Kutipan Teks |
──────────────────────────────

Telusur Tradisi Sijoda di Balai Betung Kelurahan Ompang Tanah Sirah Payakumbuh -->

Iklan Atas

Telusur Tradisi Sijoda di Balai Betung Kelurahan Ompang Tanah Sirah Payakumbuh

Jumat, 21 Juli 2023
.


Payakumbuh, fajarsumbar.com - Sijoda (bahasa nagari Koto Nan Gadang) merupakan tradisi yang dilaksanakan setahun sekali di bulan Ramadhan yang di dalamnya terdapat pelaksanaan akikah. Arti kata Sijoda yang merupakan dialek asli nagari koto Nan Gadang tidak diketahui secara pasti. Masyarakat menduga Sijoda berarti jedah (jamuan). Jadi menjamu masyarakat diacara akikah anak sambil berbuka bersama yang dilaksanakan di masjid atau surau.


Sijoda awalnya merupakan inisiatif pemuka agama, tetua kampung dan wali jorong saat itu, Moechtar. Penuturan dari Tarmis Moechtar (anak dari alm Moechtar), bahwa ayahnya yang lahir tahun 1916 diangkat menjadi wali jorong Balai Betung pada usia 17 th.  Saat itu kehidupan masyarakat sangat sulit, jangankan untuk membeli kambing akikah anak, mencari uang untuk membeli beras saja sangat sulit. Karena itu jorong Moechtar berembug dengan warga. Inisiatif ini muncul karena melihat kondisi masyarakat yang mayoritas bekerja sebagai petani dengan kondisi ekonomi menengah ke bawah. 


Jadi sijoda adalah kegiatan sosial untuk membantu masyarakat menunaikan kewajiban orangtua mengakikah anak-anak mereka sesuai dengan syariat agama. Karena jika akikah dilaksanakan secara pribadi di rumah masing-masing akan membutuhkan biaya yang sangat banyak. Tapi dengan tradisi Sijoda pelaksanaan akikah  akan dibantu oleh masyarakat baik itu berupa dana dan tenaga. Sehingga diharapkan orang tua di kelurahan OTS tetap mampu menunaikan akikah untuk anak-anak mereka.


Tradisi Sijoda sudah tumbuh sejak lama ditengah-tengah masyarakat di kelurahan OTS. Tahun pelaksaan pertama kali tradisi Sijoda tidak diketahui masyarakat secara pasti, namun yang bisa dipastikan narasumber, Bapak Asmaldi (alm), semenjak tahun 1980 hingga sekarang sijoda tetap dilaksanakan di lingkungan kelurahan OTS. Bapak Asmaldi juga beberapa kali menjadi panitia pelaksanaan Sijoda. Semenjak tahun 1980an jumlah kambing untuk Sijoda adalah dua ekor. Berarti tradisi Sijoda telah ada jauh sebelum tahun 80an saat awal mula pelaksanaan sijoda masih dengan satu ekor kambing.

──────────────────────────────

Cuplikan Data |
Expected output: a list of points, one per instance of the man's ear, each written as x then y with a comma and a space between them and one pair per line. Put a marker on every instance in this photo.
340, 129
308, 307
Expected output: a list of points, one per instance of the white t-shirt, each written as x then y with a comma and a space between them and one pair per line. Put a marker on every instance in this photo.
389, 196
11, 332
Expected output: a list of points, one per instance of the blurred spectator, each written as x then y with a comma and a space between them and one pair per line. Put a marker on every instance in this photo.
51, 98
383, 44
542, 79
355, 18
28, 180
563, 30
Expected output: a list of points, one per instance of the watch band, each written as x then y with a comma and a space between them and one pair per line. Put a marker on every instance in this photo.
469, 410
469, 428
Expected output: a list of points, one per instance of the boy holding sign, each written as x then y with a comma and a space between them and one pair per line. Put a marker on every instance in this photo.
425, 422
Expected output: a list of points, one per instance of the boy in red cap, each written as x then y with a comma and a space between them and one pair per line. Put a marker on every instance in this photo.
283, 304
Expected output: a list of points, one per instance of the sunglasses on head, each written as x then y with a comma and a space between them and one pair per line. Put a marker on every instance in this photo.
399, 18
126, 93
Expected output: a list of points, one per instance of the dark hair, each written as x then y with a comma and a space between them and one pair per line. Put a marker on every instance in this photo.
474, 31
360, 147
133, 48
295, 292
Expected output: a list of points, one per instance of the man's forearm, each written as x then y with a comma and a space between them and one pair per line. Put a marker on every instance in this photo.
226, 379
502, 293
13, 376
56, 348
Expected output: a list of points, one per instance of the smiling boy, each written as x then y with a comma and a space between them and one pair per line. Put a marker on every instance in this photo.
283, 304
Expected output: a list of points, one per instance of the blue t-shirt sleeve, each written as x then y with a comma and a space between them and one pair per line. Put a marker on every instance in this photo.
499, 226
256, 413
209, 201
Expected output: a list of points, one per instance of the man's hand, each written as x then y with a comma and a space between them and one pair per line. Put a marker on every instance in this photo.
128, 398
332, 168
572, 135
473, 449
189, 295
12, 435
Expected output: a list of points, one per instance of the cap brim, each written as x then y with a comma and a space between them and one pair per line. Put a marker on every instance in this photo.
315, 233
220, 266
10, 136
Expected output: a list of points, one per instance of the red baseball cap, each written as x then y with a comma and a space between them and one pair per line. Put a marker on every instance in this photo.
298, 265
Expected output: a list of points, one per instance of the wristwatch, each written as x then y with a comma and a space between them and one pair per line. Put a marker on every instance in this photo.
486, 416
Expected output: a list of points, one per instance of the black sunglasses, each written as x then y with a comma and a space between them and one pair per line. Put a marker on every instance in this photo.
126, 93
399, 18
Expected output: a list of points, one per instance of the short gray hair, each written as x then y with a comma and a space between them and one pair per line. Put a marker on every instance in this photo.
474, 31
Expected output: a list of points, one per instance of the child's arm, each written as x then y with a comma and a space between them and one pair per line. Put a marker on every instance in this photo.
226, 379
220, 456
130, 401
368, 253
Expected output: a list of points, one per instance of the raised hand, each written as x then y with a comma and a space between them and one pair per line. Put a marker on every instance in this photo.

──────────────────────────────

Petunjuk |
A. Ringkaslah artikel tentang tradisi Sijoda dalam dua kalimat.
B. Tulislah kelanjutan artikel tentang tradisi Sijoda, dimulai setelah kalimat terakhirnya.
Data tersebut sama sekali tidak berperan di sini.

Jawaban Tiap Tugas |
A. Sijoda adalah tradisi tahunan di bulan Ramadhan di kelurahan OTS berupa pelaksanaan akikah sambil menjamu masyarakat berbuka bersama di masjid atau surau, yang digagas oleh wali jorong Moechtar saat kehidupan masyarakat sangat sulit. Tradisi ini membantu orang tua mengakikahi anak-anak mereka dengan dukungan dana dan tenaga dari masyarakat, dan dipastikan telah dilaksanakan sejak tahun 1980 hingga sekarang.

B.
Narasumber menduga para tetua pada masa itu membeli kambing yang pertama dengan cara iuran atau ada sumbangan. Namun dari Tarmis Moechtar (71 th), didapat informasi bahwa tetua dan pemuka kampung saat itu mungumpulkan upah yang mereka peroleh saat bekerja di sawah masyarakat. Upah yang dikumpulkan inilah kemudian yang dibelikan kambing pertama untuk pelaksanaan tradisi Sijoda. Seiring berjalannya waktu dan atas bantuan dari beberapa pihak, kambing untuk Sijoda sampai tahun 2022 berjumlah lima ekor. Kambing – kambing inilah yang digilir masyarakat untuk acara pelaksanaan Sijoda.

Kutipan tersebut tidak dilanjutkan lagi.